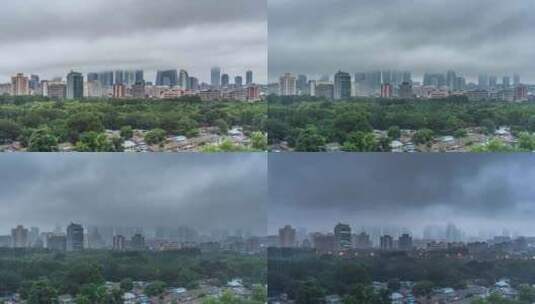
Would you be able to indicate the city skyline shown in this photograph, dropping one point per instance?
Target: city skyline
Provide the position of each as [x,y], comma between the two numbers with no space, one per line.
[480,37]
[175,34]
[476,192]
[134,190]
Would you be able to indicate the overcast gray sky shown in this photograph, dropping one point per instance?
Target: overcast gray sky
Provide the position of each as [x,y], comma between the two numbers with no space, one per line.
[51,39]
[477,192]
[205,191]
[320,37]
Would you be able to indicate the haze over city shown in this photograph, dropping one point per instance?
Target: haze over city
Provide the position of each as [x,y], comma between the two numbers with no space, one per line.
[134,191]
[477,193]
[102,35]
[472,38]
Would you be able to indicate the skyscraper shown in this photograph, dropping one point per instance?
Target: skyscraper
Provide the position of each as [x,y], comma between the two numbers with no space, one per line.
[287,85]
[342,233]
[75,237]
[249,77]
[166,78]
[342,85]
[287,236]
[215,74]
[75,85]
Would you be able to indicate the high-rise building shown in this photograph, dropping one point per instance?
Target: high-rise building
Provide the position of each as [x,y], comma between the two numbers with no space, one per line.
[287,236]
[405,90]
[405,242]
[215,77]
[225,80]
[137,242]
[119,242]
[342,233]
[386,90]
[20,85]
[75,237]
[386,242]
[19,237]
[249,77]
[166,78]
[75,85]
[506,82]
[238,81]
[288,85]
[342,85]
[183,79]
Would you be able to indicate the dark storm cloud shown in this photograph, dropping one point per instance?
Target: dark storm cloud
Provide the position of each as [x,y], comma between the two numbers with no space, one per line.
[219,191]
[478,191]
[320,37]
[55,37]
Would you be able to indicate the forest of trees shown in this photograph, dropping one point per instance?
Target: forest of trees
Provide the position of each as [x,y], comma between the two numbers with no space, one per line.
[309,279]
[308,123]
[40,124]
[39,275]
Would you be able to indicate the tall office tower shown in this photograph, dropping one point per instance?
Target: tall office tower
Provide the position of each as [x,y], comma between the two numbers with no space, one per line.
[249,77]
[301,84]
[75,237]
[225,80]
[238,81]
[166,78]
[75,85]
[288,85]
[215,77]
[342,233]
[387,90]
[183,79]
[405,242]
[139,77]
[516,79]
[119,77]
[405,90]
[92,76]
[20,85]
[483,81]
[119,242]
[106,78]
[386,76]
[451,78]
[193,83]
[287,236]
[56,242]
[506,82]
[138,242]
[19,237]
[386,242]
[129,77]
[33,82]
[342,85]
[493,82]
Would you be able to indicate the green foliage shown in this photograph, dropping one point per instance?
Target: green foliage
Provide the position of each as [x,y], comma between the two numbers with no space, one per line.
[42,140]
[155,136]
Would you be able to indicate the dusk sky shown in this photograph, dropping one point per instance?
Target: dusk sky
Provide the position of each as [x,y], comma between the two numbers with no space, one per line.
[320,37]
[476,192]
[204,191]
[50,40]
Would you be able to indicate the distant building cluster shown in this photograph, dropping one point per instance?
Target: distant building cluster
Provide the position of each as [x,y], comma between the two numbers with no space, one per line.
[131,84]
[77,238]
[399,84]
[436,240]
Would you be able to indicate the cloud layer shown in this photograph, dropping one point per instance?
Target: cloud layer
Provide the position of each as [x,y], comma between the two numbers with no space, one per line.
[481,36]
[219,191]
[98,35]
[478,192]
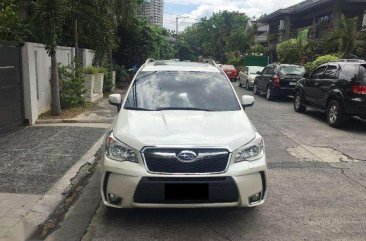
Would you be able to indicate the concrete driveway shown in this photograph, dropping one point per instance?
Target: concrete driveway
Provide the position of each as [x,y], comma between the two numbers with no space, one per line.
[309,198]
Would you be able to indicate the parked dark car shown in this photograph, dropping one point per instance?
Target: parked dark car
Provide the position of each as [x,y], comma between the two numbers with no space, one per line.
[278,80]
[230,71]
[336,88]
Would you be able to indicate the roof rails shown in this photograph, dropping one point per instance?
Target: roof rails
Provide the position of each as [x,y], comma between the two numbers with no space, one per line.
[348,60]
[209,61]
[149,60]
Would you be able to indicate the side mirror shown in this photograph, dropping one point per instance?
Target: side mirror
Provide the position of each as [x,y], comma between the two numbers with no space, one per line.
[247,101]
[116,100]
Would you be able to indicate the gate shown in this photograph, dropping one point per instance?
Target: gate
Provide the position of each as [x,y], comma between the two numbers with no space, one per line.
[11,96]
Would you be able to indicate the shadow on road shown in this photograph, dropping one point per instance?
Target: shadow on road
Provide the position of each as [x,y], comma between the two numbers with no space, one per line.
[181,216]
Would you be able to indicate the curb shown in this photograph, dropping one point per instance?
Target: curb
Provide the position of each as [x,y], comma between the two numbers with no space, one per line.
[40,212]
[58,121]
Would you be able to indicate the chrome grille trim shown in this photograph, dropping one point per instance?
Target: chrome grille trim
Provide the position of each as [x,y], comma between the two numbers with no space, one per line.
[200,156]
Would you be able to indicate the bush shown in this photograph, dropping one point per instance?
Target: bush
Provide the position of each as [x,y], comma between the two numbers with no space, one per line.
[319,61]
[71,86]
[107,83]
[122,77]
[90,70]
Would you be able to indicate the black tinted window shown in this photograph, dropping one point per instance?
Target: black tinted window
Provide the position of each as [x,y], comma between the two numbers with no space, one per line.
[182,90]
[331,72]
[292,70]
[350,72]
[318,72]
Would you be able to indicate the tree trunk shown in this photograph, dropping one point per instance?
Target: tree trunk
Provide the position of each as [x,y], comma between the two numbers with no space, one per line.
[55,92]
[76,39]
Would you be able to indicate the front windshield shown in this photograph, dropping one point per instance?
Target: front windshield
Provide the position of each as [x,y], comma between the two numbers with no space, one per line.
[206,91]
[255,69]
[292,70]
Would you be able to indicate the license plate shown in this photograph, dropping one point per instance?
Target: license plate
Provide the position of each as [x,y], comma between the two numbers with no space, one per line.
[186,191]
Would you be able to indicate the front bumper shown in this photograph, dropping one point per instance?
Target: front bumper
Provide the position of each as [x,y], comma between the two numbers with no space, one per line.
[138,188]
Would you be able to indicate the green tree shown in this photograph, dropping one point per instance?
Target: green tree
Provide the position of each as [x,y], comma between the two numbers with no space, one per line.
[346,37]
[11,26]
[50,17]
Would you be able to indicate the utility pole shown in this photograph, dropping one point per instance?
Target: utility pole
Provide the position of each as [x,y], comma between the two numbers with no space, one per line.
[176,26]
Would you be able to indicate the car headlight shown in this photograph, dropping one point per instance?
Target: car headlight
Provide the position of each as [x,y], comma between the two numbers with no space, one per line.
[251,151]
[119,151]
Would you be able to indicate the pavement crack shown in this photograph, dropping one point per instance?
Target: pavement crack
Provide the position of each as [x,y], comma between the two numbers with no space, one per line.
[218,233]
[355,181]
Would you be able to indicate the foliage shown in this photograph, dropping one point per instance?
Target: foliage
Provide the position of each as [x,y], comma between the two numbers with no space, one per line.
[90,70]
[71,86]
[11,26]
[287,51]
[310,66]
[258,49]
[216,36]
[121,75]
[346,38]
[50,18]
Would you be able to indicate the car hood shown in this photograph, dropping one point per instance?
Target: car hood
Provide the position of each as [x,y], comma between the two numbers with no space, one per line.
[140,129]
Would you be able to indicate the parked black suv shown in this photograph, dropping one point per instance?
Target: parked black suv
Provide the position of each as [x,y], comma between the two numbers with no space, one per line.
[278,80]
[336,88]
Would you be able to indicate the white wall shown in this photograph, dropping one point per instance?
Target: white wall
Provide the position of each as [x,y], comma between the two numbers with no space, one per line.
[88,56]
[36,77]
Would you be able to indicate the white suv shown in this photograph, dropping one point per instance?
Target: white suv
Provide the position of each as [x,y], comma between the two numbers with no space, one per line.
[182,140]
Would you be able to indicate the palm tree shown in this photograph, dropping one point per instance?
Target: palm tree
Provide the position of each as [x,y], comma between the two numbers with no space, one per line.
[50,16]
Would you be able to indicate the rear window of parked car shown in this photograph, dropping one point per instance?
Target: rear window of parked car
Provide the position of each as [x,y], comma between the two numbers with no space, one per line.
┄┄┄┄┄┄
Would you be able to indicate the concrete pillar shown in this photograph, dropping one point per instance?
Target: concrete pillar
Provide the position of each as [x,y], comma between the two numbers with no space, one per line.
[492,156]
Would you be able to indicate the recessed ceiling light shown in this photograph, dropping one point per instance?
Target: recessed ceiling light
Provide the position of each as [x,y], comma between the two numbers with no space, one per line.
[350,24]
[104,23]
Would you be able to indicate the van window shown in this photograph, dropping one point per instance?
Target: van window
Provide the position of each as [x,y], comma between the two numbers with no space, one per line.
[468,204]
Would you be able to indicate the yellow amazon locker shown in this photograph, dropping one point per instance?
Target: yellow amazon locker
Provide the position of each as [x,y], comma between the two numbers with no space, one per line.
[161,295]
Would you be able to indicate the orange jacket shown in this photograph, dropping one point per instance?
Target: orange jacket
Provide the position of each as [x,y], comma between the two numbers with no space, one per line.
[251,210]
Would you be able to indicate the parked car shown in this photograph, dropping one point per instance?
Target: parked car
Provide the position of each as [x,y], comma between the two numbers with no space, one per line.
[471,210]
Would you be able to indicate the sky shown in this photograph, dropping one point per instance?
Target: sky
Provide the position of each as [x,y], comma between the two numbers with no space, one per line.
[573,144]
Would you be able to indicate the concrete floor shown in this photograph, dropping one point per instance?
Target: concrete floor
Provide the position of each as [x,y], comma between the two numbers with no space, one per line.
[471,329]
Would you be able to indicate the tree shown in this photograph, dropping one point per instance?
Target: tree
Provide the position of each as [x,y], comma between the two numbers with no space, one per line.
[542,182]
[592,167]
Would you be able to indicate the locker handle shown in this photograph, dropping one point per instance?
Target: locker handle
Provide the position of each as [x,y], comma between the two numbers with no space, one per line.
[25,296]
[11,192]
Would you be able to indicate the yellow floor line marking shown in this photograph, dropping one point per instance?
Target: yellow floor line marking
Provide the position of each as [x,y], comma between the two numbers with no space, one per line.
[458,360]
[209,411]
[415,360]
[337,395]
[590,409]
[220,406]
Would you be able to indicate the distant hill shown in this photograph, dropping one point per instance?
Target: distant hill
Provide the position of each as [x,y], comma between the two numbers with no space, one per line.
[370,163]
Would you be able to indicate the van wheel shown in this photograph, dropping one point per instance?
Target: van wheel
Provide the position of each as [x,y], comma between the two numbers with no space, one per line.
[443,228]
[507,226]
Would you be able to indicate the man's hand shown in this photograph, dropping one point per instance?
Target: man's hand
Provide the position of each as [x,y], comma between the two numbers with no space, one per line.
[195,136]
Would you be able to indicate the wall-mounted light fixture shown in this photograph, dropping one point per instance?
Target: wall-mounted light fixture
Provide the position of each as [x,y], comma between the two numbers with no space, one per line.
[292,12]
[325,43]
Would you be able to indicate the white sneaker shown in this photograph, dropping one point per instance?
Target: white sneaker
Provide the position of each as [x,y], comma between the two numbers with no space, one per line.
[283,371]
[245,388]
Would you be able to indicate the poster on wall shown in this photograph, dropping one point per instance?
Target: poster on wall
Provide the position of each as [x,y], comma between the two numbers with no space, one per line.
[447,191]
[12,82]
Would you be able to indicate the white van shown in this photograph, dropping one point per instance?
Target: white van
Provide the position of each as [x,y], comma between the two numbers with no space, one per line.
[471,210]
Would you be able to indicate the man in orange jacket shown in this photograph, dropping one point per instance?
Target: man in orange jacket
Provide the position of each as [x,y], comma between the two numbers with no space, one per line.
┄┄┄┄┄┄
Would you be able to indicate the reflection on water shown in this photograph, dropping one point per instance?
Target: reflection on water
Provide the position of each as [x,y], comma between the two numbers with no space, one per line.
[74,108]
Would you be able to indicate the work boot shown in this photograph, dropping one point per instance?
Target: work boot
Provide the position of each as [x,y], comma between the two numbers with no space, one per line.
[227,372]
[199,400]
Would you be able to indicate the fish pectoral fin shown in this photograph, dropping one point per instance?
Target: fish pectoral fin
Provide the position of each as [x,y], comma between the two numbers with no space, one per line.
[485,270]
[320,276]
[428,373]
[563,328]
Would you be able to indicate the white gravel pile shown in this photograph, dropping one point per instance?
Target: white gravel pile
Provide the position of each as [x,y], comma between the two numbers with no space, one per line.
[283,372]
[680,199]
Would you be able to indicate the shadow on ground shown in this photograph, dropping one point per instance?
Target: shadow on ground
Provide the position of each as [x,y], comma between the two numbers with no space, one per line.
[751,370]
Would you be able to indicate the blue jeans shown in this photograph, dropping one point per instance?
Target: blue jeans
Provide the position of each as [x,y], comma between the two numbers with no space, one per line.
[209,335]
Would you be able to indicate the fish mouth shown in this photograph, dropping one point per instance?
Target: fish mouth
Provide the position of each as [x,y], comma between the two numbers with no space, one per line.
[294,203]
┄┄┄┄┄┄
Begin at the line that has "Would you be able to indicate the city" in the entries above; stop after the line that has "Target: skyscraper". Transcribe exactly those lines and no others.

Would you be able to indicate the city skyline shown in this photograph, dropping one point per instance?
Target: city skyline
Provide the position of each as [x,y], comma between the two numbers with no space, one per line.
[480,37]
[175,34]
[476,192]
[134,190]
Would you be able to indicate the overcast gray sky shown in this photograph, dropping one point per instance?
Target: overcast gray sky
Provide the position of each as [x,y], comma between the two numbers with no space, one per line.
[51,39]
[477,192]
[205,191]
[320,37]
Would you be able to indicate the haze over city shown in this photograph, dropping one point per instance?
Target: haze over city
Provide the position of each as [x,y], comma between the two numbers with no space, one per line.
[134,191]
[477,193]
[102,35]
[472,38]
Would you be able to indicate the skyscraper shown in this photograph, dropping one point per instance?
Target: skyscraper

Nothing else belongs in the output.